Task objective: All lines of the material that contain "tile" must be copied out.

Data supplied:

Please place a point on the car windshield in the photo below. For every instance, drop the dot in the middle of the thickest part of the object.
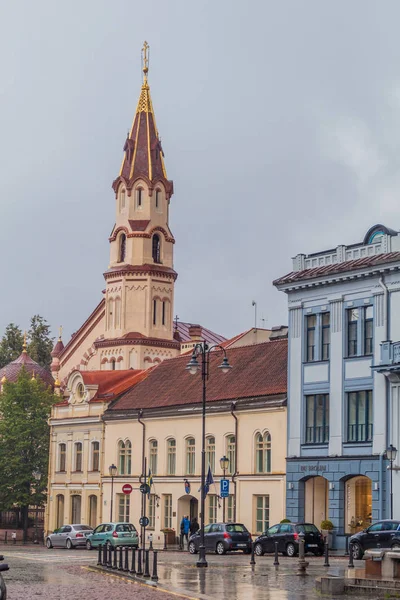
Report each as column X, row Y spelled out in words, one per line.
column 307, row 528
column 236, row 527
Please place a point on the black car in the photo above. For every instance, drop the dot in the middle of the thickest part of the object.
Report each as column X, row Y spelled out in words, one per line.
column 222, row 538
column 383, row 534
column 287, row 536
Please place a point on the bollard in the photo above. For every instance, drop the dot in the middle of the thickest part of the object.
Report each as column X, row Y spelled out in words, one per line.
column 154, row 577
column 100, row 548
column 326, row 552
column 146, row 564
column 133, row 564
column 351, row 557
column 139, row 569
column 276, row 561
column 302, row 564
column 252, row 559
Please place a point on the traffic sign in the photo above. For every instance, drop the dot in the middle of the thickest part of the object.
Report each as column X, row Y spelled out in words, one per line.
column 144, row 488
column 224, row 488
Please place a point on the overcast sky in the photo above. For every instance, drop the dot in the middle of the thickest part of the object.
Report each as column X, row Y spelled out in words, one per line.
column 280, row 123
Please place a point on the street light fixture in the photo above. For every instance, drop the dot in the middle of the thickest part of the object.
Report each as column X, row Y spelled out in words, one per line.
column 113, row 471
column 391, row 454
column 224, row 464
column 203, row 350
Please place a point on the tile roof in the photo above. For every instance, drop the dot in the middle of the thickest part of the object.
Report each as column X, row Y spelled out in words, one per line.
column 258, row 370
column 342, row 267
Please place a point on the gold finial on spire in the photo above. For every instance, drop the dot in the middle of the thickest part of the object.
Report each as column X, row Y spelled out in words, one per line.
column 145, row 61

--

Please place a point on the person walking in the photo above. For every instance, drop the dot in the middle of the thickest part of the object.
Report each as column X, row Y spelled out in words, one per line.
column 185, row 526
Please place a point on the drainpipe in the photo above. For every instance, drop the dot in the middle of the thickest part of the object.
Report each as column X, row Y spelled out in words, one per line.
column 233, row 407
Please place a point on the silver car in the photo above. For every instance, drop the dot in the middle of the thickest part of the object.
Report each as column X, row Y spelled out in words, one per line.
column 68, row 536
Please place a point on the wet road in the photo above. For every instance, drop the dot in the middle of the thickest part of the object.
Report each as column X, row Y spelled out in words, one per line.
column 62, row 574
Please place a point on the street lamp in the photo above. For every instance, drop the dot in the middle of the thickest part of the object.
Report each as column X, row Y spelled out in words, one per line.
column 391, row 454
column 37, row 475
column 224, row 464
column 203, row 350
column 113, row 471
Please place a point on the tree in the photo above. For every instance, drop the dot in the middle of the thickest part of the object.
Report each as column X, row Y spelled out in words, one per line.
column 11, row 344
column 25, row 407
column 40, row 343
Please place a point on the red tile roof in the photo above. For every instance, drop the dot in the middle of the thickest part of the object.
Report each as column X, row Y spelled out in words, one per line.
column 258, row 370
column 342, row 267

Response to the exercise:
Please place a point on the tile roof in the photo above. For every instance, drop the dot in the middle of the thickest part of the object.
Please place a point on the red tile roof in the photo above. For every instance, drop the dot in the middle of the thickest part of the object.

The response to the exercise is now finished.